**Trecho selecionado**
════
Assim, foram desenvolvidos métodos de privacy-preserving machine learning, isto é: a aprendizagem de máquina que, além de se autoadaptar para analisar novos dados, ainda os protege.
Um dos meios mais eficientes para a proteção da privacidade foi a anonimização,
Em junho de 2020, a revista Fortune chegou a considerar que “a IA com preservação de privacidade é o futuro da IA”.
O que o Direito tem a ver com isso?
Se você é advogado, certamente tem acompanhado as discussões em torno da Lei Geral de Proteção de Dados (LGPD).
Após algumas mudanças e reviravoltas sobre a data da sua entrada em vigor, a LGPD brasileira começou a valer em 18 de setembro de 2020.
Antes disso, porém, as legislações de proteção de dados já eram alvo de grande preocupação em países nos quais as pesquisas de IA e machine learning também eram fortes, como nos Estados Unidos (onde existe o California Consumer Privacy Act, ou CCPA, lei que defende a privacidade do consumidor no Estado da Califórnia) e em países membros da União Europeia (onde vigora a European Union’s General Data Protection Regulation, ou GPDR, lei de proteção de dados que inclusive inspirou a nossa LGPD).
════
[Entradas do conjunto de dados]
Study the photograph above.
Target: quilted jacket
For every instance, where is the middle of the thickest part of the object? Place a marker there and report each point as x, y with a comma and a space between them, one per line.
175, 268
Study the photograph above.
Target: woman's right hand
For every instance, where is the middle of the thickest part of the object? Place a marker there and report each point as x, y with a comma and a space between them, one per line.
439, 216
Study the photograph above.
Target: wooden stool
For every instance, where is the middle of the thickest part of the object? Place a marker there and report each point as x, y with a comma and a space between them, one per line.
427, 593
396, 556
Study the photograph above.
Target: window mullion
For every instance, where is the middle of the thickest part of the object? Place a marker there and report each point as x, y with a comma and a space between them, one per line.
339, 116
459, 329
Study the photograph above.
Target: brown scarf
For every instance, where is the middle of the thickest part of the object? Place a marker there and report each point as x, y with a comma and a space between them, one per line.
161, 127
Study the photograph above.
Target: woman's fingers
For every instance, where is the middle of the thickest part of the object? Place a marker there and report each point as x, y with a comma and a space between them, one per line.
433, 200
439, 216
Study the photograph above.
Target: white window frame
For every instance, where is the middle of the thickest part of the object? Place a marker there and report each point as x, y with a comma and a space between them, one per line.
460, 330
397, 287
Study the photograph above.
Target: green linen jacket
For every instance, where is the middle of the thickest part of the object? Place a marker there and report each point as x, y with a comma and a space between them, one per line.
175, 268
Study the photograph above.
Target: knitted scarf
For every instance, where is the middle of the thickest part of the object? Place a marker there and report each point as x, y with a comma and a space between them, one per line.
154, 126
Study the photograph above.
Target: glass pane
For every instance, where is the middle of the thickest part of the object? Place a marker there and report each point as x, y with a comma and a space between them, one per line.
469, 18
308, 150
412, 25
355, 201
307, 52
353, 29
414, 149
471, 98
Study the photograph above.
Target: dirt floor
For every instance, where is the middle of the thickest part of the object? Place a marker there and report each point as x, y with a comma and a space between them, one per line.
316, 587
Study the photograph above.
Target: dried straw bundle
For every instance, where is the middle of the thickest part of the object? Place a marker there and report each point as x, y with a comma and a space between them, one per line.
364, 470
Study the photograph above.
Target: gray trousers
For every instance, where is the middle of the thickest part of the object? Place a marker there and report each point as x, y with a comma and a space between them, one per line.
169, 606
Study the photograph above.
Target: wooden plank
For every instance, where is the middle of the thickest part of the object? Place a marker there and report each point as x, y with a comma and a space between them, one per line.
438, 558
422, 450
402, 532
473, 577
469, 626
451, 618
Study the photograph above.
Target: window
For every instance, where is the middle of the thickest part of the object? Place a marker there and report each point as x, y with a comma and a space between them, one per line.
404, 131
════
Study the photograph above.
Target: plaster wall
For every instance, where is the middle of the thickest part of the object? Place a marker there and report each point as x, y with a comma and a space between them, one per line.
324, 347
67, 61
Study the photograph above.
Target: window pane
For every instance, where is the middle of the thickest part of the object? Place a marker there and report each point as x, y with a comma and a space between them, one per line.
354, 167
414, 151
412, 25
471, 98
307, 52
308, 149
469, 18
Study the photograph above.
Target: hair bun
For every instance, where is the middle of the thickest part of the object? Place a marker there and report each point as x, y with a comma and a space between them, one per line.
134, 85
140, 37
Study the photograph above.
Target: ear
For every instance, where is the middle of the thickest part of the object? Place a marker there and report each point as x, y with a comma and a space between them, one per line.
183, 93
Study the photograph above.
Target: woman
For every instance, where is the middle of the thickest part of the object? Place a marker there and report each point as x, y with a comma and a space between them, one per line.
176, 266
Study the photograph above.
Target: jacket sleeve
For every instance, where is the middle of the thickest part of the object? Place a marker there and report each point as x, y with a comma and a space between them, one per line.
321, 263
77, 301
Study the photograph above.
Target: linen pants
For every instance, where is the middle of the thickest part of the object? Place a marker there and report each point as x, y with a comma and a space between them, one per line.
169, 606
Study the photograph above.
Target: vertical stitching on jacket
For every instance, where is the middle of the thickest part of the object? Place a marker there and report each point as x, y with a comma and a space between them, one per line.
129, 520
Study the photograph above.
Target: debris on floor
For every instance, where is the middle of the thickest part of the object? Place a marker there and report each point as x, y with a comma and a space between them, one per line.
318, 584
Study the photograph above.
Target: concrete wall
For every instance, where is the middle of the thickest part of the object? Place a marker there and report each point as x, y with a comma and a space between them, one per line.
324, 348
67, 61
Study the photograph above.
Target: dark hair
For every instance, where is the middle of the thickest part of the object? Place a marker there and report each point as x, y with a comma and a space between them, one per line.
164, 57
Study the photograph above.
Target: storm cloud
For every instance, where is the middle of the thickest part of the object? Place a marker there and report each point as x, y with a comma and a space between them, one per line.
════
**Objetivo do exercício**
Escreva o que vem em seguida no trecho sobre privacidade de dados e aprendizagem de máquina, começando logo após a última frase.

**Resposta**
As leis de proteção de dados determinam uma série de deveres às entidades que colhem e tratam dados. Elas precisam:
• obter consentimento do titular dos dados antes de colhê-los;
• explicar claramente a finalidade e a duração do tratamento dos dados;
• assegurar privacidade desde o momento da captura até a exclusão dos dados;
• entre outras determinações.
Assim, além da aprendizagem de máquina com preservação de privacidade, as leis de proteção de privacidade e de dados também estiveram diretamente ligadas ao crescimento da privacy by design (privacidade incorporada ao design), uma tendência que vem desde os anos 1990 mas que agora se tornou praticamente uma obrigação; e privacy-preserving AI (inteligência artificial com preservação de privacidade) incorporada ao core business (negócio central) e aos sistemas de captura de dados em negócios de qualquer segmento.
Como a atividade dos advogados se insere nesse contexto?
De duas formas:
• O advogado como parte do processo de design
O conhecimento da legislação de proteção de dados e suas implicações civis, administrativas e criminais é de extrema importância no processo de elaboração dos sistemas de inteligência artificial com preservação de privacidade.
O advogado é peça importante até mesmo no design e na experiência do usuário, pois são nesses canais de contato que o titular terá acesso à informação sobre a captura de seus dados.
Por isso, tem sido mais comum a inclusão de times de advogados em projetos dessa natureza.
• A privacy-preserving AI para escritórios de advocacia
No exercício de sua função social, assim como em seu negócio, o advogado também opera com dados pessoais de seus clientes.
Independente de o escritório contar com uma grande base de dados, alimentada ao longo de décadas, ou de ser um escritório de pequeno porte, todos estão sob a égide da LGPD.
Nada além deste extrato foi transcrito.